Below are some entries. Copy each line in them that holds "girl".

Stored items
◇ ◇ ◇ ◇ ◇

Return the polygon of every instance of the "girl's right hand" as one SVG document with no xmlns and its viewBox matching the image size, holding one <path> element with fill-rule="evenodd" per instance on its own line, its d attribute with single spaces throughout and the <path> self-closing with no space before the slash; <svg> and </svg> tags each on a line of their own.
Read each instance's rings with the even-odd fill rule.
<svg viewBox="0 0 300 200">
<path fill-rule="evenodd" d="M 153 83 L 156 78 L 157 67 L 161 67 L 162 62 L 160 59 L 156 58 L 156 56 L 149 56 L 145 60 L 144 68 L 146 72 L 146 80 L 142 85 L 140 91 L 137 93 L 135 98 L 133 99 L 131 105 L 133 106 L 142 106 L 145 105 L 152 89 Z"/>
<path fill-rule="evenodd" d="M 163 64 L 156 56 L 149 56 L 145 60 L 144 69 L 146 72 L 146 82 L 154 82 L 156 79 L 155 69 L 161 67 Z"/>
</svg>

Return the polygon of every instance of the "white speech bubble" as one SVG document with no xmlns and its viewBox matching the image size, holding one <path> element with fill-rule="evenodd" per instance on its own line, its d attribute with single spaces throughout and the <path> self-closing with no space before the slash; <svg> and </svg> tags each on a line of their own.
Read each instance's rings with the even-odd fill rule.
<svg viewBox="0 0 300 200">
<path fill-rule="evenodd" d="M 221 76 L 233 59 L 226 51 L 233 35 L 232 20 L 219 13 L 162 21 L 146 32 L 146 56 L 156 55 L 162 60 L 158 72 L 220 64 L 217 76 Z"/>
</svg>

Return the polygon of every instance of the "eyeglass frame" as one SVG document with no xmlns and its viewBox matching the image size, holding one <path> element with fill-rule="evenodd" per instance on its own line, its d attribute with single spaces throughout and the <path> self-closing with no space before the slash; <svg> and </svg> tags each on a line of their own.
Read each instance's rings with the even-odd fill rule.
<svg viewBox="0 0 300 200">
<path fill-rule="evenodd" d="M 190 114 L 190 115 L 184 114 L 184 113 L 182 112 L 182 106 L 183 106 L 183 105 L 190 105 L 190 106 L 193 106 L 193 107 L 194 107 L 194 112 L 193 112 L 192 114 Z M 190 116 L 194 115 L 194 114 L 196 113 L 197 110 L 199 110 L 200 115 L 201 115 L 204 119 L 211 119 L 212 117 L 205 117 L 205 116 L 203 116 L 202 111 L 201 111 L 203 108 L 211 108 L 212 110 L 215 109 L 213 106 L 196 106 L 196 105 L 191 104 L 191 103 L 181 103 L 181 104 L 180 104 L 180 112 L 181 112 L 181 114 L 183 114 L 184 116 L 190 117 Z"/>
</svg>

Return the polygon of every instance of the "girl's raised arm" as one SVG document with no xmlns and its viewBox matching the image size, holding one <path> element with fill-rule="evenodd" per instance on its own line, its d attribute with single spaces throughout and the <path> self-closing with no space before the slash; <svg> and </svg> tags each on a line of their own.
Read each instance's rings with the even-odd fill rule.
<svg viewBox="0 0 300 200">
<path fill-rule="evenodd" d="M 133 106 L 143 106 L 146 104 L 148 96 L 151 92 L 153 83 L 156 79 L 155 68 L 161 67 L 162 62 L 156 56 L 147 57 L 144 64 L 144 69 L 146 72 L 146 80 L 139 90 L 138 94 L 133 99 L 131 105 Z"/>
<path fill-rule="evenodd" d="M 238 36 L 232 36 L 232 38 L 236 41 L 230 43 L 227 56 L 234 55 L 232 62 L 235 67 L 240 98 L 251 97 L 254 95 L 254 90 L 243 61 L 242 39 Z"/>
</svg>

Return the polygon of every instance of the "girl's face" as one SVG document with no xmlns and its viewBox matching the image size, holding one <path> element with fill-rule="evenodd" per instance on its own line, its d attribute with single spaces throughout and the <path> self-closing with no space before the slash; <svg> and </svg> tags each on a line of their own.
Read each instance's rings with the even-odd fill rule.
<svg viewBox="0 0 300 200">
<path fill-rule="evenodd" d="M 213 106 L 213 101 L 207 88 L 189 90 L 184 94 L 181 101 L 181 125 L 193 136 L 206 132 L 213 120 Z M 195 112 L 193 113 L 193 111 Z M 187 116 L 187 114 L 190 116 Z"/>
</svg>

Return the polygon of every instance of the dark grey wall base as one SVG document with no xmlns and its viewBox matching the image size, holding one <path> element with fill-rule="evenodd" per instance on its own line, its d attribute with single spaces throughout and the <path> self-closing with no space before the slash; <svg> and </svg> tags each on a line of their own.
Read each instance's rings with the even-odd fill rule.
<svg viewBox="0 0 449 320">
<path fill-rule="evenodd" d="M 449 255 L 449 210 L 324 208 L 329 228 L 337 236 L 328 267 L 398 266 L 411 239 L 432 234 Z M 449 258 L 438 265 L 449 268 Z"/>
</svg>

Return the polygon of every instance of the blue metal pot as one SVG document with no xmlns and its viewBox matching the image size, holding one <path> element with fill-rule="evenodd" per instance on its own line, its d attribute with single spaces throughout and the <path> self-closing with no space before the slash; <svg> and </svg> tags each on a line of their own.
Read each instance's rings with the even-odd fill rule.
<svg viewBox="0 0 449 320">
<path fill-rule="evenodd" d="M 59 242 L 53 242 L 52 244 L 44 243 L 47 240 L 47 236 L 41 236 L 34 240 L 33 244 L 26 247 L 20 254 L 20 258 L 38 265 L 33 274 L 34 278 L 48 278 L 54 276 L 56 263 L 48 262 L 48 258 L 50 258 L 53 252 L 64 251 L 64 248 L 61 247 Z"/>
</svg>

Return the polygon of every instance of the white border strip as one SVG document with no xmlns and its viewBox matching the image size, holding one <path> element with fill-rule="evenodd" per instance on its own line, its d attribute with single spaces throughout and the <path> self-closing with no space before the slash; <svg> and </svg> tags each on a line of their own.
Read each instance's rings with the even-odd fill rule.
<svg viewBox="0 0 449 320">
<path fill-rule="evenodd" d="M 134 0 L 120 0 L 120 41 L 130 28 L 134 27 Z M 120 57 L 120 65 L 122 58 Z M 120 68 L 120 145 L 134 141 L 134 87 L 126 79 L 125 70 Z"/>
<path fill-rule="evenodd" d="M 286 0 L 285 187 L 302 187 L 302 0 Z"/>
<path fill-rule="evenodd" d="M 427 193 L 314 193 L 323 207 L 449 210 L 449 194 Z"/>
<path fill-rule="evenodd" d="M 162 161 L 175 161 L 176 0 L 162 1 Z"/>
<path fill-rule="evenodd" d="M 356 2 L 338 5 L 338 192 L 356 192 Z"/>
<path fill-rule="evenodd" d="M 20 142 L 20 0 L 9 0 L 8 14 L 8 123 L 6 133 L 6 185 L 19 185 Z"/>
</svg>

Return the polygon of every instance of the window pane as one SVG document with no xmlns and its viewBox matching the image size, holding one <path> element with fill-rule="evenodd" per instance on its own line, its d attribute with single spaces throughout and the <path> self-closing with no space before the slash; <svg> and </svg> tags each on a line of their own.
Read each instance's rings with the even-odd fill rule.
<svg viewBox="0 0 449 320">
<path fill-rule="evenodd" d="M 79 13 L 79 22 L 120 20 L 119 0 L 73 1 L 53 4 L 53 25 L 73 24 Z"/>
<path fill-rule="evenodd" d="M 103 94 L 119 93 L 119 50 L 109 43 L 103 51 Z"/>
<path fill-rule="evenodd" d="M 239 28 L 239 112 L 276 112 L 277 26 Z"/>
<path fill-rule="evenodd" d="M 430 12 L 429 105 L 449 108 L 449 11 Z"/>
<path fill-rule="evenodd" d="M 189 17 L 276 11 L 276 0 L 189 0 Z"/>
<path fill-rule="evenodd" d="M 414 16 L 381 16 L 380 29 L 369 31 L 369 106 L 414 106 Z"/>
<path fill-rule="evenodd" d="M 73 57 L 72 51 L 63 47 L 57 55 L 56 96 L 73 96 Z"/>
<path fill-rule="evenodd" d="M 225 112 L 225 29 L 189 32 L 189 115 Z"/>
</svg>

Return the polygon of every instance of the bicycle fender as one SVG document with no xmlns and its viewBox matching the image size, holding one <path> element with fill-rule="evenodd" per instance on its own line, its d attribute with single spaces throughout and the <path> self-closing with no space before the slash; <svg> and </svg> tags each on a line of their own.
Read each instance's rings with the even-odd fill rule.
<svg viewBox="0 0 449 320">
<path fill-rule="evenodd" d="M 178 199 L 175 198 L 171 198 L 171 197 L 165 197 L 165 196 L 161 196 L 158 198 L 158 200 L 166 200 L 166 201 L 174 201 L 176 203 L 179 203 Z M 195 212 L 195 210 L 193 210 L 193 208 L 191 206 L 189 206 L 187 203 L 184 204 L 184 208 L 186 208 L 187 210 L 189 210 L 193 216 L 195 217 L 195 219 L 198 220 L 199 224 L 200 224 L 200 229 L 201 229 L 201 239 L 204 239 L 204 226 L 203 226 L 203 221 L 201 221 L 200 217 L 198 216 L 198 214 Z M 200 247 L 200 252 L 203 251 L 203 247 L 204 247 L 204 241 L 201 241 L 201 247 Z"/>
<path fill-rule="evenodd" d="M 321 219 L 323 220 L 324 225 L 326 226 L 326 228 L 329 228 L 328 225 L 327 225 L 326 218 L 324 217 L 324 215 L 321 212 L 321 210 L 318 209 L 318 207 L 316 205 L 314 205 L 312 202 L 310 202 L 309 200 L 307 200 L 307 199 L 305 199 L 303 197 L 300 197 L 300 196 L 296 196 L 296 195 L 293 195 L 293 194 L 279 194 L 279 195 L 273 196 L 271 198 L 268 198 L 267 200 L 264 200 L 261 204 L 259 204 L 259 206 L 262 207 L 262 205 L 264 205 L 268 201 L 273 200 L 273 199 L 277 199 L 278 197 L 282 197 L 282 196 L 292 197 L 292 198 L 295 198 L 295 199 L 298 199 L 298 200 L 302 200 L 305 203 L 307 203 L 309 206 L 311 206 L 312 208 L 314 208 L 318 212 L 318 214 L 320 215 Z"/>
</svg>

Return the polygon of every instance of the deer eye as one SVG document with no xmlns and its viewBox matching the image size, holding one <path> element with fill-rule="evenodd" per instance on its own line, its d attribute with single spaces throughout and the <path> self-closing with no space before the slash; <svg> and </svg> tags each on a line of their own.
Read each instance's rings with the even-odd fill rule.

◇ ◇ ◇ ◇ ◇

*Output below*:
Return the polygon of every instance of the "girl's right hand" as one SVG document with no xmlns and its viewBox matching the image size, holding one <path> element with fill-rule="evenodd" per instance on its own line, its d attribute with single spaces throughout and the <path> self-closing with no space before the slash; <svg> and </svg> tags each on a line of their own.
Return the polygon of every instance of the "girl's raised arm" as one SVG document with no xmlns and its viewBox matching the image size, holding one <path> element with fill-rule="evenodd" per instance on its own line, its d attribute with single spaces throughout and the <path> self-closing with no space before the slash; <svg> and </svg> tags each on a line of their own.
Return the polygon of every instance of the "girl's face" as one SVG document with no xmlns and its viewBox matching the image size, holding one <path> element with fill-rule="evenodd" per instance on its own line, its d attribute with single spaces throughout and the <path> self-closing with no space before the slash; <svg> and </svg> tags each on a line of their own.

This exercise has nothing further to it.